DIRECTIONS FOR THIS TASK: Reproduce everything from the line containing "TARGET = tree branch" down to the end of the rows below, including both ends, and leave the pictures out of your answer.

DATA TO PROCESS:
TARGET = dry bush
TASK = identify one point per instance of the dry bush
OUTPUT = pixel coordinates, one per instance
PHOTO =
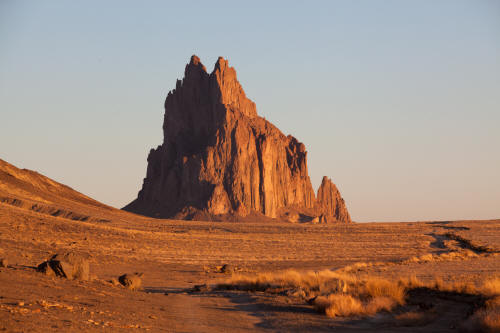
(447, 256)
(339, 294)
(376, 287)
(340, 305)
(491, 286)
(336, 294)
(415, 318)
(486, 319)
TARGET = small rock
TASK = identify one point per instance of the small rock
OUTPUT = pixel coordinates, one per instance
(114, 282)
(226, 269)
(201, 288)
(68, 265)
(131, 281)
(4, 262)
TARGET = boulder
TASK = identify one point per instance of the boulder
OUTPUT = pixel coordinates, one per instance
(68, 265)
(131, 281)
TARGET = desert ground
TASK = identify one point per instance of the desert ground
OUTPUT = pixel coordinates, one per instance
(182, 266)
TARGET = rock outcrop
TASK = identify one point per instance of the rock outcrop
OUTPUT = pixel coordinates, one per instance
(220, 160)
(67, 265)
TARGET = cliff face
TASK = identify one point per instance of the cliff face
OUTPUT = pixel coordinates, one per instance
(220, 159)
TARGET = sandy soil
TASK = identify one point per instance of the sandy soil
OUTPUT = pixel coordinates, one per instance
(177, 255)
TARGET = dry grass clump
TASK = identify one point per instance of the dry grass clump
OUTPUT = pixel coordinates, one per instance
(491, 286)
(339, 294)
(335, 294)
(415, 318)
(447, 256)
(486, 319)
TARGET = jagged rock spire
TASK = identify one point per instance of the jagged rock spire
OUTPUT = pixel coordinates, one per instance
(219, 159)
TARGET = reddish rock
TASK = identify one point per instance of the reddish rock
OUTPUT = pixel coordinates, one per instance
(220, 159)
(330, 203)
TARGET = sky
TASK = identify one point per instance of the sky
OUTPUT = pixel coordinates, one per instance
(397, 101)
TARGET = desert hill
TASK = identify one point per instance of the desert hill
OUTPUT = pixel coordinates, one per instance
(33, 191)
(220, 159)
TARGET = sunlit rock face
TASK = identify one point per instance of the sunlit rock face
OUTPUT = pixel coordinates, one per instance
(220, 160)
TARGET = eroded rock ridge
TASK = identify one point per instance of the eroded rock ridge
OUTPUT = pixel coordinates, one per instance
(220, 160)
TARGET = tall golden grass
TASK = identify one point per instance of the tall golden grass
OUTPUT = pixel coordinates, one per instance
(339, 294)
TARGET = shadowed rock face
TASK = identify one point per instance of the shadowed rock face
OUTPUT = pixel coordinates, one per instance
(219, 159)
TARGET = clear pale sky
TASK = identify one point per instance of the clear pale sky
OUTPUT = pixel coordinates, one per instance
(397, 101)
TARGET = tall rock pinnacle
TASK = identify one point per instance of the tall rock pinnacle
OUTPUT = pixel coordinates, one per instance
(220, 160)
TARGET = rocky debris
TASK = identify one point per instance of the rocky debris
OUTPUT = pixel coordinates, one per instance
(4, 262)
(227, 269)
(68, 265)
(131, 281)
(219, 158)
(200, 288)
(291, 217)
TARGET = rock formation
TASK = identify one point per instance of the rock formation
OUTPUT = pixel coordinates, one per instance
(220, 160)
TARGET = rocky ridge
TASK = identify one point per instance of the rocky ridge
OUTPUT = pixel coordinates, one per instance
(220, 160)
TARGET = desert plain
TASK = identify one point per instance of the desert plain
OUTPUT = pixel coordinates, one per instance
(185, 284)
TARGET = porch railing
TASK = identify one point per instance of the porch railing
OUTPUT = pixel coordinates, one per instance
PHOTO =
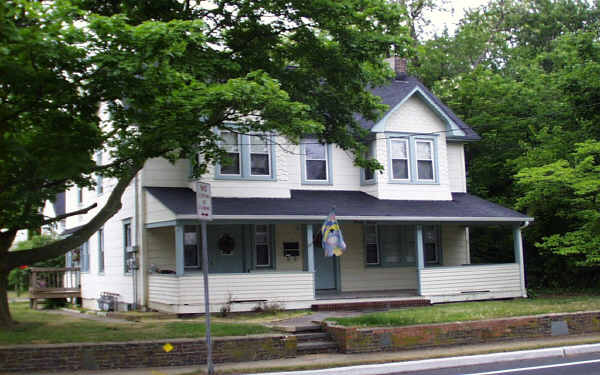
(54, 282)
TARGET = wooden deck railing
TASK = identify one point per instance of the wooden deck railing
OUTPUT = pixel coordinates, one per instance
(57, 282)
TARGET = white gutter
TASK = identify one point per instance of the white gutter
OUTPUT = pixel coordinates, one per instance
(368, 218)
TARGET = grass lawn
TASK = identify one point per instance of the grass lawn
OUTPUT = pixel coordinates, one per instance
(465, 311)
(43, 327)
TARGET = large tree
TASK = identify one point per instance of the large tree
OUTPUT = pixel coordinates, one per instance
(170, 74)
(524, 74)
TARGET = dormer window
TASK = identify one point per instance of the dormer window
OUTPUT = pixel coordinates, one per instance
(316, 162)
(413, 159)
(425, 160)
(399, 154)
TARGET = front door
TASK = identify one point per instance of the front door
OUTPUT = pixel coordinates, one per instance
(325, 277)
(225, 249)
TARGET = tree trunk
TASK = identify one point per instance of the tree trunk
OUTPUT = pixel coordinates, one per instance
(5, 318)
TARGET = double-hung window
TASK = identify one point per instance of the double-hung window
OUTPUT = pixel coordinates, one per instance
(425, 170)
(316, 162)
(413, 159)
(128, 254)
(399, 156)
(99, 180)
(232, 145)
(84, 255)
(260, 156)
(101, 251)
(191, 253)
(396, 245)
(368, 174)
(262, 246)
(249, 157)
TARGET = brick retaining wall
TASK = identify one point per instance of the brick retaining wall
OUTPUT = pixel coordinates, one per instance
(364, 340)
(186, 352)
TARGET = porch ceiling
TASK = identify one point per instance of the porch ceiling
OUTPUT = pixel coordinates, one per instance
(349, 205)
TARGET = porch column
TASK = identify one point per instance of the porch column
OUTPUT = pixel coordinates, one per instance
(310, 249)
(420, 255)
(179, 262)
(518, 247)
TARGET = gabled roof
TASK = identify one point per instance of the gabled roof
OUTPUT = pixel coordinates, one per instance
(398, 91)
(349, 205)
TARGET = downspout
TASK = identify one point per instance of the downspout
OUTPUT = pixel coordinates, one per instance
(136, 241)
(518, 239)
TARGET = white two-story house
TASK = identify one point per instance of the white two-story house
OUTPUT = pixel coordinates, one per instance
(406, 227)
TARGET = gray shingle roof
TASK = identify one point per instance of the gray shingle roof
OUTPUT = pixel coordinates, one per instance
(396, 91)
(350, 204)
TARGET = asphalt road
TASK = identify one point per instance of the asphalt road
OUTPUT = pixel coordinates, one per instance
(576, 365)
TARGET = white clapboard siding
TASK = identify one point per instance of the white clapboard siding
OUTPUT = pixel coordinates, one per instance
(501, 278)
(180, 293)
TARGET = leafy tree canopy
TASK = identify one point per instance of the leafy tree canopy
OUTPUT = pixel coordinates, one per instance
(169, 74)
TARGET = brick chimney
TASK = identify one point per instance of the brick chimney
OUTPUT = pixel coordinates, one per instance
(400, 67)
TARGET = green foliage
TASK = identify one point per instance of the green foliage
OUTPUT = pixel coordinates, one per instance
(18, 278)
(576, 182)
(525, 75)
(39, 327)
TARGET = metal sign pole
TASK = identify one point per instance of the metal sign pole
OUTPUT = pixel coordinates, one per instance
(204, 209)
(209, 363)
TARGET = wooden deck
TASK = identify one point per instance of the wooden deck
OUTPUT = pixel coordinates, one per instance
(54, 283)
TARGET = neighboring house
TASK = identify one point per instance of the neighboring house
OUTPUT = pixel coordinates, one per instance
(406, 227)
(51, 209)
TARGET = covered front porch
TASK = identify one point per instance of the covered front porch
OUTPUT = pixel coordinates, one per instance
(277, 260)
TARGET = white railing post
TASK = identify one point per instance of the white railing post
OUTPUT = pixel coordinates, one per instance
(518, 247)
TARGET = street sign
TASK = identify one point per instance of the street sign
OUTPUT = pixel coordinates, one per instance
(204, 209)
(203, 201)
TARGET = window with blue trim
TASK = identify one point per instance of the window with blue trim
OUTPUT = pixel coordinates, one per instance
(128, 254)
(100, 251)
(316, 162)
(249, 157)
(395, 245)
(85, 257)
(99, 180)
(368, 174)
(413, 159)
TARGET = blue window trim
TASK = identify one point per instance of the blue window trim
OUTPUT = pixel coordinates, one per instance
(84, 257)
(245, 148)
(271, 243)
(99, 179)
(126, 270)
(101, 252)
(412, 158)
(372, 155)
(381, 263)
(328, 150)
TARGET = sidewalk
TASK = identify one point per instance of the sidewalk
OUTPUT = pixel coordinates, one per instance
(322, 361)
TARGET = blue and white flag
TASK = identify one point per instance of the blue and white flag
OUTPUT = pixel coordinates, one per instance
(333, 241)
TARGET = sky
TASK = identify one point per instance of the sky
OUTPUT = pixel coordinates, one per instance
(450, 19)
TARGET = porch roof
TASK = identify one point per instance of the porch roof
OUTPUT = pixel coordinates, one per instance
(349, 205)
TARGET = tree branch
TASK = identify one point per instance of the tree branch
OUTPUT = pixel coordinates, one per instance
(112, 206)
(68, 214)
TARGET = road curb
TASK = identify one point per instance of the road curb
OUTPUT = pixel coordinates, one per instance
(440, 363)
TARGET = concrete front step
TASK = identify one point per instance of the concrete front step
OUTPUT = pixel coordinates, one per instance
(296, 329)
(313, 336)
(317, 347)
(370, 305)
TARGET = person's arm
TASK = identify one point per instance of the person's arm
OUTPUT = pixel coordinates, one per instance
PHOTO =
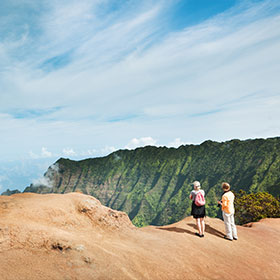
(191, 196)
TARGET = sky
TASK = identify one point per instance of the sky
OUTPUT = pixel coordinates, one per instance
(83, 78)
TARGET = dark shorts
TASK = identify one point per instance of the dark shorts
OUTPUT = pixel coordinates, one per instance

RESPONSE TO THE TASK:
TARGET = tree branch
TASK = identify one point per instance of the tree branch
OUTPUT = pixel coordinates, one per instance
(112, 206)
(68, 214)
TARGET = road curb
TASK = identify one point per instance of the road curb
OUTPUT = pixel coordinates, one per instance
(440, 363)
TARGET = concrete front step
TASK = identify one point per instance of the concrete front step
OUTPUT = pixel coordinates, one per instance
(296, 329)
(313, 336)
(317, 347)
(370, 305)
TARGET = person's arm
TASK = identify one point per instance of the person's arm
OUTPUT = pixel coordinates, one per instance
PHOTO =
(191, 196)
TARGET = sky
TASK = identify one point per instance of the sky
OUTPUT = pixel coordinates, one per instance
(83, 78)
TARGET = dark shorts
TASK = identify one point per instance of the dark shorts
OUTPUT = pixel coordinates, one per instance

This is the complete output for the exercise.